**What you will do**.
Read through the data and report every line in which the word "dark" occurs.

[Opening Supplied records section]

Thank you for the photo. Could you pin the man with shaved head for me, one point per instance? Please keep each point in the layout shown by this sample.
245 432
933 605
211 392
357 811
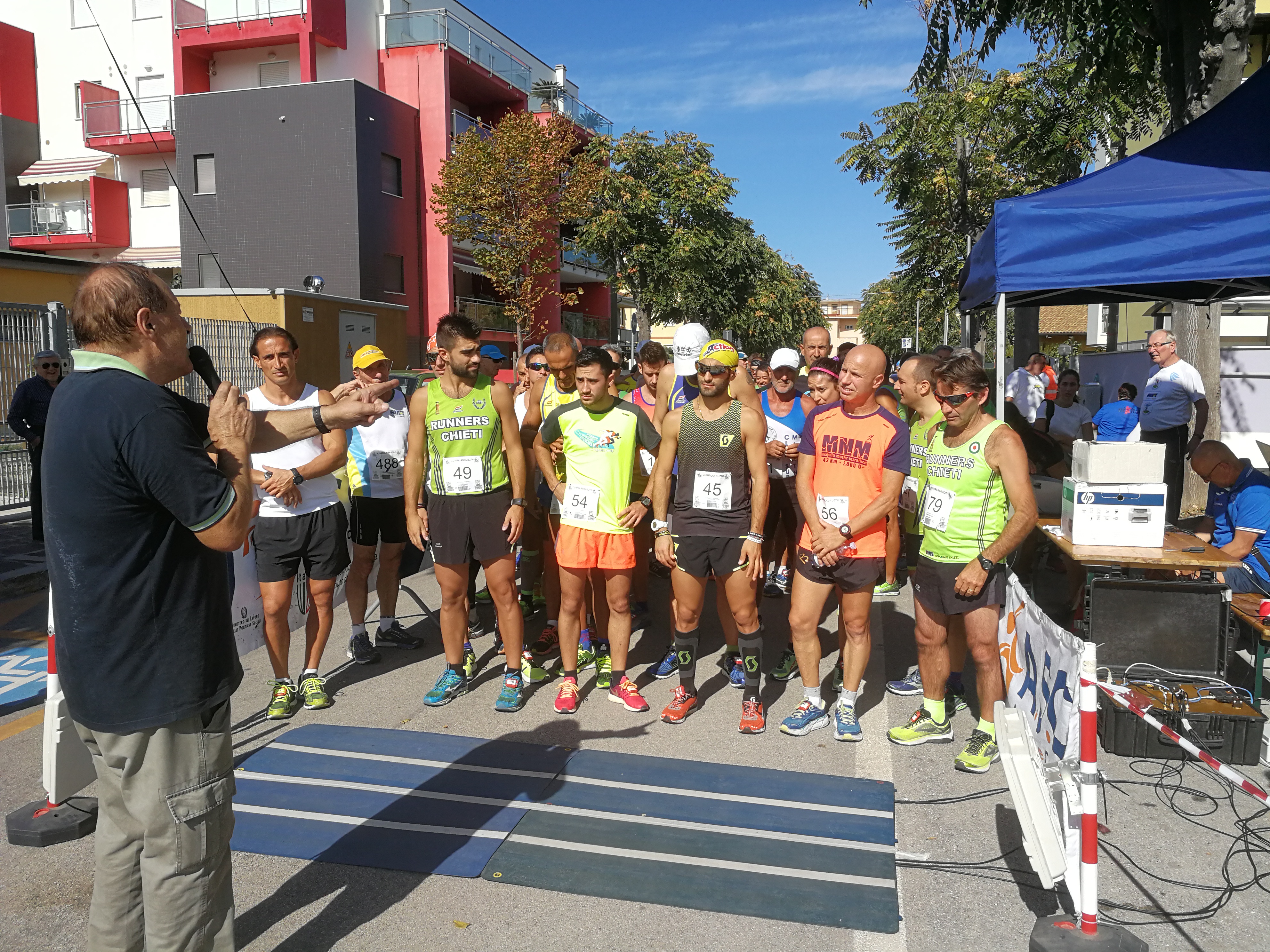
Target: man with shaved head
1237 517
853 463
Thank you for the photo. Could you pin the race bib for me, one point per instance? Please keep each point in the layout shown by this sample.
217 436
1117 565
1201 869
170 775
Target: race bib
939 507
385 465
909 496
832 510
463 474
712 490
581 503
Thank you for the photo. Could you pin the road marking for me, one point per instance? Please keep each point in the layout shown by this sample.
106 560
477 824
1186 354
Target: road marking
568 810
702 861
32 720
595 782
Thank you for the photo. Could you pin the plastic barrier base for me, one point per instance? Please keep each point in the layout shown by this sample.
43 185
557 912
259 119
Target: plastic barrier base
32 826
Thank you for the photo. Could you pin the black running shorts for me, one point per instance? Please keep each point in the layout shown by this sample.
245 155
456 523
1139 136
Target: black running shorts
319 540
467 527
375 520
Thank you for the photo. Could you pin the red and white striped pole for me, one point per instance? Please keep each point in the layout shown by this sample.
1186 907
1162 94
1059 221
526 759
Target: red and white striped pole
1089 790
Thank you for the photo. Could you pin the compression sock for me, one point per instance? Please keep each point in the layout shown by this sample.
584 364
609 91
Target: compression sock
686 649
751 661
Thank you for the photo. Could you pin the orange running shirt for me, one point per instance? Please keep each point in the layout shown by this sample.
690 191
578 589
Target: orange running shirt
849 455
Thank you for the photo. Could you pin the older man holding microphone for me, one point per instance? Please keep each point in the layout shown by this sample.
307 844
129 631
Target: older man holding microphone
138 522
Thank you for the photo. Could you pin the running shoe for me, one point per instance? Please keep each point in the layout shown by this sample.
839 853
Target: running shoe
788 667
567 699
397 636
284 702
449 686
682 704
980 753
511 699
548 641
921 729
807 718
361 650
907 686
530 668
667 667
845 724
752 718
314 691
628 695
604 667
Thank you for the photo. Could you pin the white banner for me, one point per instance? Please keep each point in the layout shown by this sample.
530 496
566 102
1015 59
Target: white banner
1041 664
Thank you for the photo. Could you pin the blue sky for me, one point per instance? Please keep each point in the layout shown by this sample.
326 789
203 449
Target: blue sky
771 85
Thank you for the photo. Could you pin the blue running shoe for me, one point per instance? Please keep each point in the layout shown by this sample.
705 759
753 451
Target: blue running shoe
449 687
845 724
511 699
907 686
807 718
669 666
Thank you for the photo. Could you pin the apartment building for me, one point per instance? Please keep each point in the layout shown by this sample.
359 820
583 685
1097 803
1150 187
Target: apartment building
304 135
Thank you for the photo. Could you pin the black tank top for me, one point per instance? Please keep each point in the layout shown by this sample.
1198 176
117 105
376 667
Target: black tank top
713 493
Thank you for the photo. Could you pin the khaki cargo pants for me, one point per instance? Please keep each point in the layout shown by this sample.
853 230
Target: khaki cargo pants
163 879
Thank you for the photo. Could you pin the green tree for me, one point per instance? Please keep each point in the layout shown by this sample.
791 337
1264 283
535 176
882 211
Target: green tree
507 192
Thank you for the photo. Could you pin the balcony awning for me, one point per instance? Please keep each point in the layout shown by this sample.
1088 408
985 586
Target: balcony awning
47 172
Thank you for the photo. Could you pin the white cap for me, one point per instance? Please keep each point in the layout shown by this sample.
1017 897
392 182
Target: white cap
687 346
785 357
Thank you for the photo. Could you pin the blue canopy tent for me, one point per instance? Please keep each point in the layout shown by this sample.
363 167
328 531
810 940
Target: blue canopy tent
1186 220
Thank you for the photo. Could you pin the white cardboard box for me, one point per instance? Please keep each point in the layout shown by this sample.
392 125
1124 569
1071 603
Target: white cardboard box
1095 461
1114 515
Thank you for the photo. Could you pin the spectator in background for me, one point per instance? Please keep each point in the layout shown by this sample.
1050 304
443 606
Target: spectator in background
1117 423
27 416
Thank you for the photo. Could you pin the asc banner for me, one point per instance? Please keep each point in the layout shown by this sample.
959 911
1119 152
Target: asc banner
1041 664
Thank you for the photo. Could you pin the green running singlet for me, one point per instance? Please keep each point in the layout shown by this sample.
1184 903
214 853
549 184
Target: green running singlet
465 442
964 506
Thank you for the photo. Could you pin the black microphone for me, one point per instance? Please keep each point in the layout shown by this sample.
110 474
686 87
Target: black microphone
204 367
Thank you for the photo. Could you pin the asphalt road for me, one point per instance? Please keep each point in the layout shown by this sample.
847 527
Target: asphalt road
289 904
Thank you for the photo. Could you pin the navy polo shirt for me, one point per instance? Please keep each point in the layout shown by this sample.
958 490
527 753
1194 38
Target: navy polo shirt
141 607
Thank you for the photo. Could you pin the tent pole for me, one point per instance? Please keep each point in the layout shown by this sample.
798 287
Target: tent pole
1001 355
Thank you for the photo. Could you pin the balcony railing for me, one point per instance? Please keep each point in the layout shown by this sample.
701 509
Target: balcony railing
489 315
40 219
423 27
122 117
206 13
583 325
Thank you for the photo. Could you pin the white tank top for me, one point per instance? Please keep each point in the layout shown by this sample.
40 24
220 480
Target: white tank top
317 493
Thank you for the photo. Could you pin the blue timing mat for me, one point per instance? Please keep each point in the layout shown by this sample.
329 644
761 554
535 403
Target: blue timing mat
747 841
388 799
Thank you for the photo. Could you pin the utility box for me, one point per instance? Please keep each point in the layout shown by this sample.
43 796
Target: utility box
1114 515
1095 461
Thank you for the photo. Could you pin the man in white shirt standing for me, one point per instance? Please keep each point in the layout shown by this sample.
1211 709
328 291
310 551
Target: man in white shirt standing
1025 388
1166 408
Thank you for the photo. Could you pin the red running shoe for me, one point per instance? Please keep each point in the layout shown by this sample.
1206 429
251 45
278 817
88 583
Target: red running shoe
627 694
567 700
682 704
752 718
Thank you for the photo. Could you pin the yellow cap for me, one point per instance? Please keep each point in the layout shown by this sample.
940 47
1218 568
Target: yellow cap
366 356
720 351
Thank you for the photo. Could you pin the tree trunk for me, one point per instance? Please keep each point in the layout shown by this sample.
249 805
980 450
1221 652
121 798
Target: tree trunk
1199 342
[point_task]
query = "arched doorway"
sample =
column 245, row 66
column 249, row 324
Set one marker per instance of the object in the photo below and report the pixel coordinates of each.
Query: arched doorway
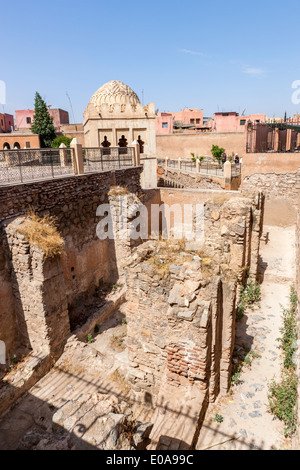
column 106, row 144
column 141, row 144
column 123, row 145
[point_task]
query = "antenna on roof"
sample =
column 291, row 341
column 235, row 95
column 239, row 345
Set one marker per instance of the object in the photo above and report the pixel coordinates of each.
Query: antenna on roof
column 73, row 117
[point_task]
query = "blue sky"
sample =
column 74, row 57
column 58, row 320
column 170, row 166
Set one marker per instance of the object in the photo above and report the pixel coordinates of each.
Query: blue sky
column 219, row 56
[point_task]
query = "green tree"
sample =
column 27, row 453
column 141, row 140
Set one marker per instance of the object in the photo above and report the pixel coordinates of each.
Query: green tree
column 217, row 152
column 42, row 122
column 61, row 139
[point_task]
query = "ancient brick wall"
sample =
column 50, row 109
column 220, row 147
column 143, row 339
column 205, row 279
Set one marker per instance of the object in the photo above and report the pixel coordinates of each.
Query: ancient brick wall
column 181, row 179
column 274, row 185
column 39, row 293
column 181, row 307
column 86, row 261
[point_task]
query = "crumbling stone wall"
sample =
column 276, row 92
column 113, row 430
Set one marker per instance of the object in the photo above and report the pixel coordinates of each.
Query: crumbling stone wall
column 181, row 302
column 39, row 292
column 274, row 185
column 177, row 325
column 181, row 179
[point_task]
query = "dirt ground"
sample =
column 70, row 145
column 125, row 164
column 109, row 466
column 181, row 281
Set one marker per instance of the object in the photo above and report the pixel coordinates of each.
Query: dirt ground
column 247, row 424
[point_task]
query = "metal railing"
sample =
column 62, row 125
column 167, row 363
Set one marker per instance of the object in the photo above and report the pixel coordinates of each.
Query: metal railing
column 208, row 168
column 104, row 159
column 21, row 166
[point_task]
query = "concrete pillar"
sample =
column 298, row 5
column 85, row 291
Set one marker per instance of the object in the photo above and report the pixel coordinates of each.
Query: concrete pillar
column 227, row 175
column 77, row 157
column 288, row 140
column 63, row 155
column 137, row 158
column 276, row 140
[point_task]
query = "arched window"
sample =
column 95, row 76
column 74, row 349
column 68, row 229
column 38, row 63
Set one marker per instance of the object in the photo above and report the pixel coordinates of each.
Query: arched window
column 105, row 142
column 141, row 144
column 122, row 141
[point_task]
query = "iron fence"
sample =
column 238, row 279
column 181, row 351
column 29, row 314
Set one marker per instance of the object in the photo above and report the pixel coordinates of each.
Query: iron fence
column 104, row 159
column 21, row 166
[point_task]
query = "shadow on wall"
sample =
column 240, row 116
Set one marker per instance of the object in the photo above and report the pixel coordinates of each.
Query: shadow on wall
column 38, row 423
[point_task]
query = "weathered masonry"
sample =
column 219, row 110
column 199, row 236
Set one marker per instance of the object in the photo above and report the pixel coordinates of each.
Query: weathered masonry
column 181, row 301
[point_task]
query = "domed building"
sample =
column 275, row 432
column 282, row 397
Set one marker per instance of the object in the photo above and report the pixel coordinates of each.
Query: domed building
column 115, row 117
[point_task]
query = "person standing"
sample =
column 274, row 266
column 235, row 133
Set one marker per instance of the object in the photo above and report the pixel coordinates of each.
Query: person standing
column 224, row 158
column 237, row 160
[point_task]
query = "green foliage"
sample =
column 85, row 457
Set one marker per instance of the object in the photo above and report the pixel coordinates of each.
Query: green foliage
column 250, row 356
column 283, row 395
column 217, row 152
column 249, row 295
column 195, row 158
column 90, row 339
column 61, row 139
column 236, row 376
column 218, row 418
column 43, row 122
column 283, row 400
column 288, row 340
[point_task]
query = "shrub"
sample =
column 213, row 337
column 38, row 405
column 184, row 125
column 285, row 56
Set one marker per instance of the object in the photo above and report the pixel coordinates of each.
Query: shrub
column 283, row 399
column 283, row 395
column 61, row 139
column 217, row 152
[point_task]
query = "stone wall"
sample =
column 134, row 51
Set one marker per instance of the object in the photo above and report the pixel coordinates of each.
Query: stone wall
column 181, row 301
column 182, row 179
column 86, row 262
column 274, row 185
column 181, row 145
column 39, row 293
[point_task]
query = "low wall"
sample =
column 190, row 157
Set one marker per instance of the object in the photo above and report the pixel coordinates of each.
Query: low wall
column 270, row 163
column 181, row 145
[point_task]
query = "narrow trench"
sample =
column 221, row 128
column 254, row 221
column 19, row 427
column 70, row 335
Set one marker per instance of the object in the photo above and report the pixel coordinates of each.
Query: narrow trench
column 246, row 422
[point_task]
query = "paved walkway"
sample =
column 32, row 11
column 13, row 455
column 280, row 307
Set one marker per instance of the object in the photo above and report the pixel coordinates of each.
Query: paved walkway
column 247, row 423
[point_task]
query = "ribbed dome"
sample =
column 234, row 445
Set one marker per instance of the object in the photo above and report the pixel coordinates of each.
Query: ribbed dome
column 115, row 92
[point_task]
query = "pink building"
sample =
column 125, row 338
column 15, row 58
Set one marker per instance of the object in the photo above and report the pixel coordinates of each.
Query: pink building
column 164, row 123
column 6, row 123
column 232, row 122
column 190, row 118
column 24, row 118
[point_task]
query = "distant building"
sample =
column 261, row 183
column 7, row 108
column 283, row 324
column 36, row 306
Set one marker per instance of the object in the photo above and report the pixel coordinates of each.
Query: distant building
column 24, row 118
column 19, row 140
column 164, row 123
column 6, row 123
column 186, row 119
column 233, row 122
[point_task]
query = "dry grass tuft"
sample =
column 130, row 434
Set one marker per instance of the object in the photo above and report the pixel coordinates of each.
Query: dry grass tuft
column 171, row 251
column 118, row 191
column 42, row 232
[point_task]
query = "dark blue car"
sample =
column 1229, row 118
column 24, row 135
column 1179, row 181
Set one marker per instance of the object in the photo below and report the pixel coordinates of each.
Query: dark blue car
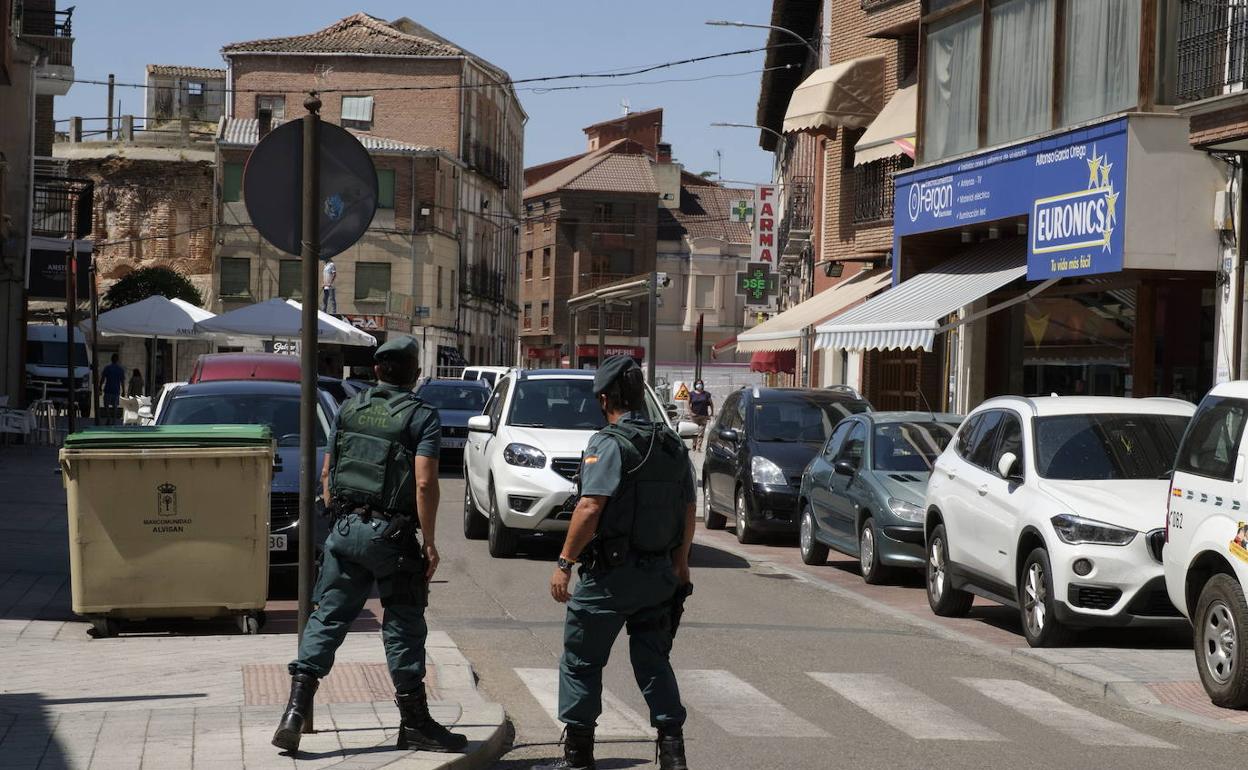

[Closing Supplied records section]

**Exercise solution**.
query = "dark blue car"
Query: dark blue car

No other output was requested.